• [Provided passage]:
——————————
Every morning at Crete Middle School, school psychologist Katie Bevins walks the commons area and visits with students utilizing the space to eat breakfast, chat with friends, or study a bit more before classes begin.
These interactions play a crucial role for Bevins in building trust and relationships with them, because like all school psychologists, she will be one of the first called on to help if a student is struggling with mental or behavioral health or facing a crisis.
“Kids are themselves at school, and I think we get a unique view of what kids are facing,” said Bevins, an alumna of the University of Nebraska–Lincoln’s school psychology program. “A lot of kids who need help end up getting it in a school setting, because they’re here, and we can provide some of those services. School psychologists have a unique perspective and training on how to support kids in the school environment — in both learning and mental and behavioral health.”
School psychologists play many roles, and their training reflects that, said Catelyn Kenney, who works at Lincoln Public Schools and is also a Husker alumna.
“We’re often the only one in the building with expertise in managing behavior, understanding classroom climates, understanding interventions for behavior and academics,” Kenney, a school psychologist, said. “We have expertise to work with individual students, but we’re also able to take a step back and be experts in data analysis to evaluate systems and form best practices.”
Despite their importance, which was magnified by the COVID-19 pandemic, school psychologists are in short supply. In Nebraska, and across the United States, many positions consistently go unfilled, leaving a segment of students underserved. In Nebraska, more than 47,000 children have been diagnosed with behavioral or mental health conditions, according to the 2020 Kids Count in Nebraska report, and these students often rely on support from school psychologists.
“Approximately 20 to 22% of children and adolescents have one or more mental health disorders recognized by the American Psychiatric Association. Community providers — hospitals and clinics — are meeting the needs of only about a fourth of those, so the majority of children with mental health needs are receiving services through schools,” said Beth Doll, professor of school psychology and director of the Nebraska Internship Consortium in Professional Psychology. “For the past 25 years or so, schools have been the primary provider of mental health services, so it’s critically important that we have people in schools that understand the mental health needs of students.”
The University of Nebraska–Lincoln’s School Psychology program continually helps address these shortages for Nebraska and beyond through its practice-centered curriculum that provides three-year and six-year training programs for educational specialist and doctoral degrees, respectively. Considered one of the best training programs in the United States, Nebraska’s school psychology program is accredited by both the American Psychological Association and the National Association of School Psychologists, and typically graduates about 10 students each year.
——————————
• [Given data]:
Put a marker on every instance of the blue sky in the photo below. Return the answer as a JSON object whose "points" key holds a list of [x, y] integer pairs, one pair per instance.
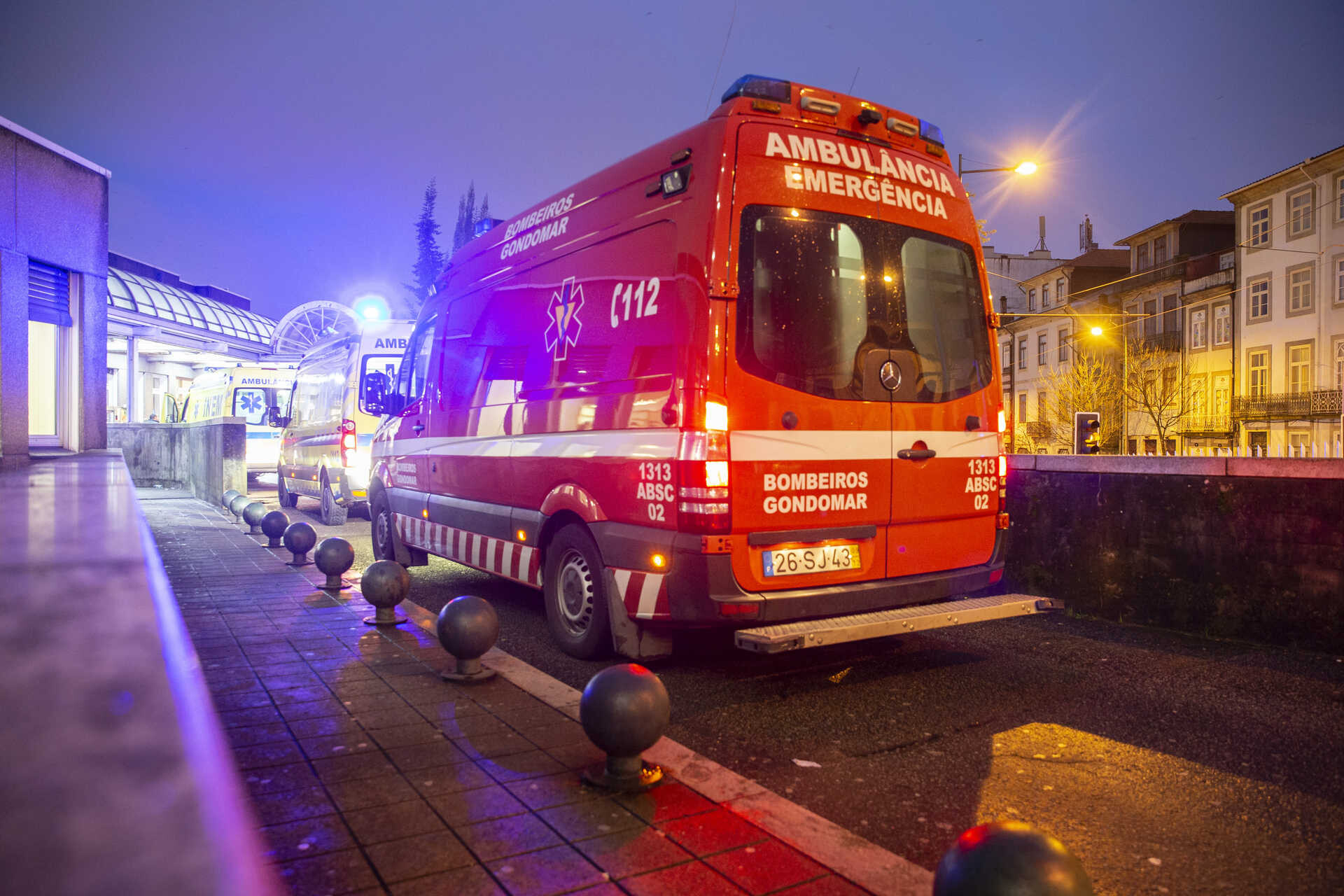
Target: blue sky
{"points": [[281, 149]]}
——————————
• [Directions for this task]: Set down word for word the part of the school psychologists passage from "Every morning at" up to and including "facing a crisis.".

• [Response to the task]:
Every morning at Crete Middle School, school psychologist Katie Bevins walks the commons area and visits with students utilizing the space to eat breakfast, chat with friends, or study a bit more before classes begin.
These interactions play a crucial role for Bevins in building trust and relationships with them, because like all school psychologists, she will be one of the first called on to help if a student is struggling with mental or behavioral health or facing a crisis.